__Activity__
Word for word, restate every entry that follows.

__Dataset records__
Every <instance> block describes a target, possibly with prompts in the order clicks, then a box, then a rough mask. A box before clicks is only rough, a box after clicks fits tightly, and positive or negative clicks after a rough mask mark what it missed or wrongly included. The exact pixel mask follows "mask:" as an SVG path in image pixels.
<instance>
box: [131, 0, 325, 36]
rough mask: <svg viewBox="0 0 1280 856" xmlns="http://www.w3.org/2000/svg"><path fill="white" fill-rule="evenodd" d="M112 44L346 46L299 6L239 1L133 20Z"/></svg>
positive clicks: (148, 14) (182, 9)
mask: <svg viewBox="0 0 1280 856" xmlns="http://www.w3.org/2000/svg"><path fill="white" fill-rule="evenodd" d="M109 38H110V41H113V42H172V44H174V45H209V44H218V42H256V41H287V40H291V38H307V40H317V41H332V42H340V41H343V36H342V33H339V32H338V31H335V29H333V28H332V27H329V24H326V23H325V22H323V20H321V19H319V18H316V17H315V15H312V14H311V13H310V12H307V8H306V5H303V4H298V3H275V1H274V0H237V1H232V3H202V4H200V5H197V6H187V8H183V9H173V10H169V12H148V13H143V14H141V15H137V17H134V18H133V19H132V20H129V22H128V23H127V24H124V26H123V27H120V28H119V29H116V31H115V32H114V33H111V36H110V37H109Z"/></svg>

__Output of the task__
Every <instance> block describes a target, possibly with prompts in the order clicks, then a box, then a rough mask. A box before clicks is only rough, a box after clicks fits tightly, and positive or negative clicks after a rough mask mark what it missed or wrongly included. The exact pixel mask follows "mask:" as an SVG path in image pixels.
<instance>
box: [131, 0, 325, 36]
rough mask: <svg viewBox="0 0 1280 856" xmlns="http://www.w3.org/2000/svg"><path fill="white" fill-rule="evenodd" d="M112 44L346 46L299 6L239 1L133 20Z"/></svg>
positive clicks: (148, 14) (182, 9)
mask: <svg viewBox="0 0 1280 856" xmlns="http://www.w3.org/2000/svg"><path fill="white" fill-rule="evenodd" d="M109 38H110V41H113V42H172V44H174V45H209V44H218V42H256V41H287V40H291V38H307V40H317V41H332V42H340V41H343V36H342V33H339V32H338V31H335V29H333V28H332V27H329V24H326V23H325V22H323V20H321V19H319V18H316V17H315V15H312V14H311V13H310V12H307V8H306V5H303V4H298V3H275V1H274V0H237V1H232V3H202V4H200V5H197V6H187V8H183V9H173V10H169V12H148V13H143V14H141V15H137V17H134V18H133V19H132V20H129V22H128V23H127V24H124V26H123V27H120V28H119V29H116V31H115V32H114V33H111V36H110V37H109Z"/></svg>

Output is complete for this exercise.